- [TASK DIRECTIONS] Print out every line of the material exactly. Include no pictures.

*** DATA EXTRACT ***

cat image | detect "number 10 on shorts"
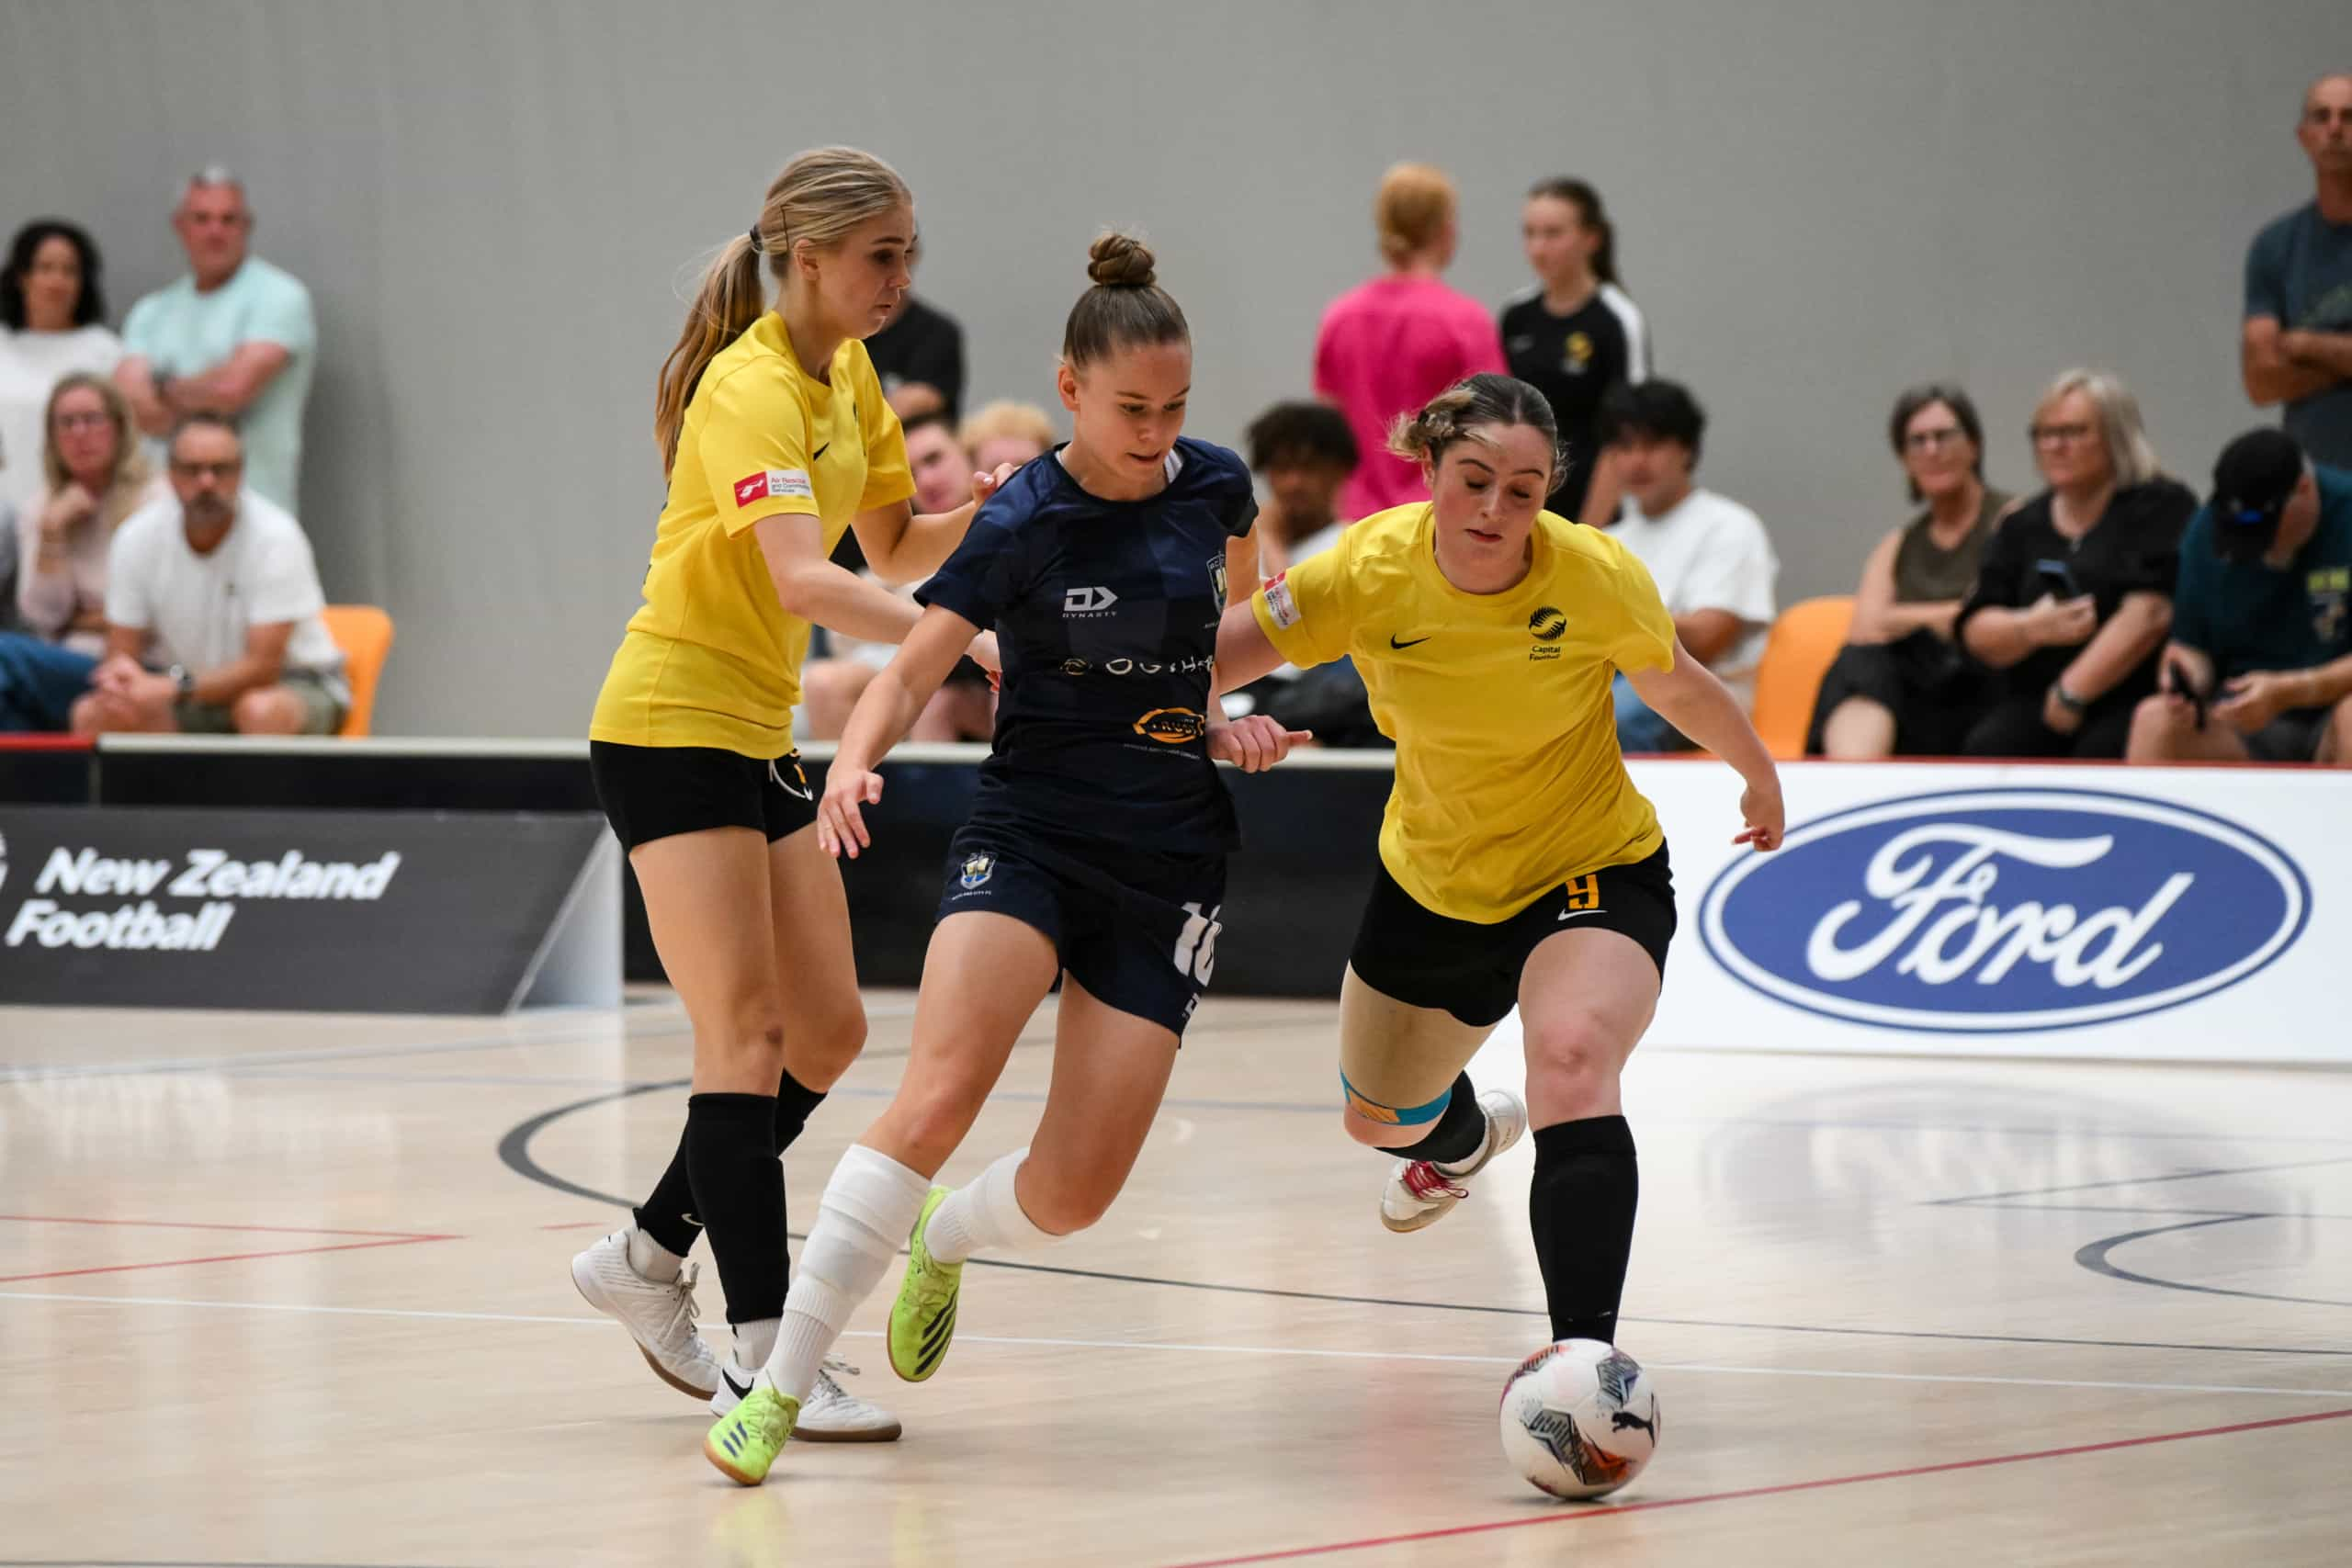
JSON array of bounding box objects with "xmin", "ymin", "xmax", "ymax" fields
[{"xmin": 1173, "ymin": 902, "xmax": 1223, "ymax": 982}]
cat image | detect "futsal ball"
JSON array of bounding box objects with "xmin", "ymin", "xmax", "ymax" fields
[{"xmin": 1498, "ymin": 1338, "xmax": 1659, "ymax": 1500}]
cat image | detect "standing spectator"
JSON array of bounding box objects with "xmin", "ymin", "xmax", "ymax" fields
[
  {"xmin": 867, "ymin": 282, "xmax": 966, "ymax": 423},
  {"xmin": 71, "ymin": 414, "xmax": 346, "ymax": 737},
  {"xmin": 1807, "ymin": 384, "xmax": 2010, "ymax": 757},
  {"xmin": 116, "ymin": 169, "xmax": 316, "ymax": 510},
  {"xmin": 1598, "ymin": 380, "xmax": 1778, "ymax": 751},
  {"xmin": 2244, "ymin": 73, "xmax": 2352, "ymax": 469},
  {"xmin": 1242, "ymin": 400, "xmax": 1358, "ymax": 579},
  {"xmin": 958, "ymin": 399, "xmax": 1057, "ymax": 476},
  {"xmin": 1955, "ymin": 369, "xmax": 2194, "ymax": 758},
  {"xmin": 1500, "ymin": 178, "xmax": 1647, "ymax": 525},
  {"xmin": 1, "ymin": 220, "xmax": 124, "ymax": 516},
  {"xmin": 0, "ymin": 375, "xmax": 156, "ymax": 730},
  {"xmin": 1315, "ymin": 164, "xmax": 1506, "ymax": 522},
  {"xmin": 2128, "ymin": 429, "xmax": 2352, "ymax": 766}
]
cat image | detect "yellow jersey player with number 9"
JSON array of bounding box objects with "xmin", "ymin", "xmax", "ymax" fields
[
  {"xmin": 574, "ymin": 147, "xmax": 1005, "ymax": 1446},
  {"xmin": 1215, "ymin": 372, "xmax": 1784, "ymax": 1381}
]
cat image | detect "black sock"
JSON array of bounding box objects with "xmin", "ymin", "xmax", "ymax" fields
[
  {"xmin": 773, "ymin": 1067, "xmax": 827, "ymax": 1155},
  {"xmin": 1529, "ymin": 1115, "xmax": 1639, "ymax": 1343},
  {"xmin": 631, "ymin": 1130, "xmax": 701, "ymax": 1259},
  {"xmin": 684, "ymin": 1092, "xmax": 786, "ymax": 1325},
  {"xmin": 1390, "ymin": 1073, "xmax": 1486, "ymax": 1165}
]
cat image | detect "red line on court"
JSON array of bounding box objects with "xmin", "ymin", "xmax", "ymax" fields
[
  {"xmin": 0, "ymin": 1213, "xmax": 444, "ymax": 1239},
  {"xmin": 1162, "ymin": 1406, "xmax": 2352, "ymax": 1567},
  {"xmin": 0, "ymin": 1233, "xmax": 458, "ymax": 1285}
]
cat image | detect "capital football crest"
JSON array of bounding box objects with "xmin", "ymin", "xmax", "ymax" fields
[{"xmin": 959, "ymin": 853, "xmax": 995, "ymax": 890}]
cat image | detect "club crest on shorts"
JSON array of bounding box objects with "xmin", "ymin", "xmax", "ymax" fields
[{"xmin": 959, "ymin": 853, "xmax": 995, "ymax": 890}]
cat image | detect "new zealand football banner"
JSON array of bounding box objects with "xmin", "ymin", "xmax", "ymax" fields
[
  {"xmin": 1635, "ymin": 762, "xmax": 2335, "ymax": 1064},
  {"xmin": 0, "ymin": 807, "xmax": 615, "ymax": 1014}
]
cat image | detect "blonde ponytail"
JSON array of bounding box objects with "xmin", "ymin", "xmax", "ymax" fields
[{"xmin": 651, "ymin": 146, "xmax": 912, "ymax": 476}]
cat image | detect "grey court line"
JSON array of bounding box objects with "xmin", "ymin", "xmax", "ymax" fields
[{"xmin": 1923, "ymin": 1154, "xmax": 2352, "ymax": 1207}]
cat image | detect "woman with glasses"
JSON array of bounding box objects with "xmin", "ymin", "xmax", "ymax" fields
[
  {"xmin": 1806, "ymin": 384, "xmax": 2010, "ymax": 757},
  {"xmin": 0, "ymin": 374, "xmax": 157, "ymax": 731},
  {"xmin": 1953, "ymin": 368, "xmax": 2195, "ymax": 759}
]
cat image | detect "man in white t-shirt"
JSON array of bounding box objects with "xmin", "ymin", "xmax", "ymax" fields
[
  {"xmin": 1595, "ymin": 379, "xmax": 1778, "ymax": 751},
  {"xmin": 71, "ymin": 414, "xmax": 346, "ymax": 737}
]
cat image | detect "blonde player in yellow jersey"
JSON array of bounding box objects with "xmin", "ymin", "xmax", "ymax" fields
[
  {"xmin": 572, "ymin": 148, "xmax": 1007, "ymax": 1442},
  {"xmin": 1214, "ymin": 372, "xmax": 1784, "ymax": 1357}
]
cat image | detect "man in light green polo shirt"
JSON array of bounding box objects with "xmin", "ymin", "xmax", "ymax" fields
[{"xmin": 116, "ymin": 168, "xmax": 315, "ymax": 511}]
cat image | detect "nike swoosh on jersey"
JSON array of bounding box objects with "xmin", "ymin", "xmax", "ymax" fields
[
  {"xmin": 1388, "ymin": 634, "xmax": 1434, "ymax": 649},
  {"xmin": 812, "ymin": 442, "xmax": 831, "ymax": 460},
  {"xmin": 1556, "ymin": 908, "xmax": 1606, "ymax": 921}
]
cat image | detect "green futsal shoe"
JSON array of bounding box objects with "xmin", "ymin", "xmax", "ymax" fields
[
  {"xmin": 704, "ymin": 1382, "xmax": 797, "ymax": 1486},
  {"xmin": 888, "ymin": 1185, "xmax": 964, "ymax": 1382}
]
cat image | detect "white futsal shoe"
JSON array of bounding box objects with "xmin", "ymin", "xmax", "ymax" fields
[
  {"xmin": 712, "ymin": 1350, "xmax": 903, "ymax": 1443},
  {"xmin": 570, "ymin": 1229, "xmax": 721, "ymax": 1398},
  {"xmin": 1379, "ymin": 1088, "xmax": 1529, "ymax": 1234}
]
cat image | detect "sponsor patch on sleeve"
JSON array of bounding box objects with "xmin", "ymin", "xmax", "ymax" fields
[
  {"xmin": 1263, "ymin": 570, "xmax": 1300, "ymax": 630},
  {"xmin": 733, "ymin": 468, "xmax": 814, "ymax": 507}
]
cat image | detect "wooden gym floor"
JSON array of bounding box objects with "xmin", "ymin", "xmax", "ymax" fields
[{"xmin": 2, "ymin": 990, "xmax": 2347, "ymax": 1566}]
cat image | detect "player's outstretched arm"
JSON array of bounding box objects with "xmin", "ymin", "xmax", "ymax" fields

***

- [FINISHED EXERCISE]
cat image | detect "number 10 on shorts"
JSON array of bounding box objects with "xmin", "ymin", "xmax", "ymax" fields
[{"xmin": 1173, "ymin": 902, "xmax": 1223, "ymax": 982}]
cat image | detect "futsal ball"
JSON array of bounding box objects with "xmin", "ymin", "xmax", "ymax" fields
[{"xmin": 1498, "ymin": 1338, "xmax": 1659, "ymax": 1500}]
cat image | detect "standing spectator"
JSON array of bounding box objects with "xmin", "ymin", "xmax", "ymax" fields
[
  {"xmin": 867, "ymin": 282, "xmax": 966, "ymax": 423},
  {"xmin": 71, "ymin": 414, "xmax": 346, "ymax": 737},
  {"xmin": 1807, "ymin": 384, "xmax": 2010, "ymax": 757},
  {"xmin": 116, "ymin": 169, "xmax": 316, "ymax": 510},
  {"xmin": 1598, "ymin": 380, "xmax": 1778, "ymax": 751},
  {"xmin": 2244, "ymin": 73, "xmax": 2352, "ymax": 469},
  {"xmin": 1242, "ymin": 400, "xmax": 1358, "ymax": 579},
  {"xmin": 958, "ymin": 399, "xmax": 1057, "ymax": 476},
  {"xmin": 1955, "ymin": 369, "xmax": 2194, "ymax": 758},
  {"xmin": 1500, "ymin": 178, "xmax": 1647, "ymax": 525},
  {"xmin": 1, "ymin": 220, "xmax": 124, "ymax": 516},
  {"xmin": 0, "ymin": 375, "xmax": 156, "ymax": 730},
  {"xmin": 1315, "ymin": 164, "xmax": 1506, "ymax": 522},
  {"xmin": 2128, "ymin": 429, "xmax": 2352, "ymax": 766}
]
cat image | detect "yellow jersey player with number 9"
JSON array of bounding box objects with "xmin", "ymin", "xmax", "ymax" fields
[
  {"xmin": 574, "ymin": 147, "xmax": 1005, "ymax": 1446},
  {"xmin": 1215, "ymin": 372, "xmax": 1784, "ymax": 1381}
]
cat image | detect "black sock"
JSON array of bounding box objects with "xmin", "ymin", "xmax", "ymax" fields
[
  {"xmin": 773, "ymin": 1067, "xmax": 827, "ymax": 1155},
  {"xmin": 1529, "ymin": 1115, "xmax": 1639, "ymax": 1343},
  {"xmin": 631, "ymin": 1130, "xmax": 701, "ymax": 1259},
  {"xmin": 684, "ymin": 1092, "xmax": 786, "ymax": 1325},
  {"xmin": 1390, "ymin": 1073, "xmax": 1486, "ymax": 1165}
]
cat image | detect "red line on court"
JSON array of bounding box objects with "xmin", "ymin", "xmax", "ymax" fields
[
  {"xmin": 0, "ymin": 1213, "xmax": 444, "ymax": 1239},
  {"xmin": 1162, "ymin": 1406, "xmax": 2352, "ymax": 1567},
  {"xmin": 0, "ymin": 1233, "xmax": 458, "ymax": 1285}
]
cat image | detect "capital football crest"
JSON array of bounding box objects with "xmin", "ymin", "xmax", "ymax" fields
[{"xmin": 959, "ymin": 853, "xmax": 995, "ymax": 890}]
cat image | detect "club crest on shorts"
JSON array of bounding box objects with "xmin", "ymin", "xmax", "ymax" fields
[{"xmin": 959, "ymin": 853, "xmax": 995, "ymax": 890}]
cat image | detect "new zealand football banner"
JSON array of bounding box objects with "xmin", "ymin", "xmax", "ymax" fields
[
  {"xmin": 1635, "ymin": 762, "xmax": 2335, "ymax": 1064},
  {"xmin": 0, "ymin": 807, "xmax": 615, "ymax": 1014}
]
cat image | detect "blonde ponytail"
JSON array of bounding box objects with "xmin", "ymin", "xmax", "ymax" fields
[{"xmin": 651, "ymin": 146, "xmax": 912, "ymax": 476}]
cat image | detect "grey court line"
JSON array of bounding box objects with "xmin", "ymin", "xmax", "ymax" fields
[{"xmin": 1923, "ymin": 1154, "xmax": 2352, "ymax": 1207}]
cat image | detect "woman with glasses"
JSON array of bounding box objects with "xmin", "ymin", "xmax", "ymax" fields
[
  {"xmin": 1806, "ymin": 384, "xmax": 2010, "ymax": 757},
  {"xmin": 0, "ymin": 374, "xmax": 157, "ymax": 731},
  {"xmin": 1953, "ymin": 368, "xmax": 2195, "ymax": 759}
]
cat image | detect "man in white t-shirt"
JSON array of bounding box objects with "xmin", "ymin", "xmax", "ymax" fields
[
  {"xmin": 1595, "ymin": 379, "xmax": 1778, "ymax": 751},
  {"xmin": 71, "ymin": 414, "xmax": 346, "ymax": 737}
]
cat image | detect "blonde player in yellow jersey"
JSON array of bounding box objects with "xmin", "ymin", "xmax", "ymax" fields
[
  {"xmin": 572, "ymin": 148, "xmax": 1007, "ymax": 1442},
  {"xmin": 1214, "ymin": 372, "xmax": 1784, "ymax": 1357}
]
cat image | detect "man in light green polo shirt"
JSON array of bounding box objects with "xmin", "ymin", "xmax", "ymax" fields
[{"xmin": 116, "ymin": 168, "xmax": 315, "ymax": 511}]
cat image | detect "nike swoosh on jersey"
JSON array of bounding box objects with "xmin", "ymin", "xmax", "ymax" fields
[
  {"xmin": 1388, "ymin": 634, "xmax": 1434, "ymax": 649},
  {"xmin": 812, "ymin": 442, "xmax": 831, "ymax": 460},
  {"xmin": 1556, "ymin": 908, "xmax": 1606, "ymax": 921}
]
cat image | detect "green futsal shoe"
JSON array of bounding box objects with "xmin", "ymin", "xmax", "ymax" fields
[
  {"xmin": 704, "ymin": 1382, "xmax": 797, "ymax": 1486},
  {"xmin": 888, "ymin": 1185, "xmax": 964, "ymax": 1382}
]
cat image | detect "white futsal shoe"
JSON array of bounding box objects with "xmin", "ymin", "xmax", "ymax" fields
[
  {"xmin": 712, "ymin": 1350, "xmax": 903, "ymax": 1443},
  {"xmin": 570, "ymin": 1229, "xmax": 721, "ymax": 1398},
  {"xmin": 1379, "ymin": 1088, "xmax": 1529, "ymax": 1234}
]
cat image | detect "sponsor patch on sleeve"
JSON array of bounding box objects with "xmin", "ymin", "xmax", "ymax" fields
[
  {"xmin": 1263, "ymin": 570, "xmax": 1300, "ymax": 630},
  {"xmin": 733, "ymin": 468, "xmax": 814, "ymax": 507}
]
cat image | detect "wooden gym floor"
JSON array of bounding box objects with "xmin", "ymin", "xmax", "ymax" fields
[{"xmin": 2, "ymin": 990, "xmax": 2347, "ymax": 1566}]
cat image | detect "player's outstretched arm"
JSON array of bounding box objects with "xmin", "ymin", "xmax", "ymax" fields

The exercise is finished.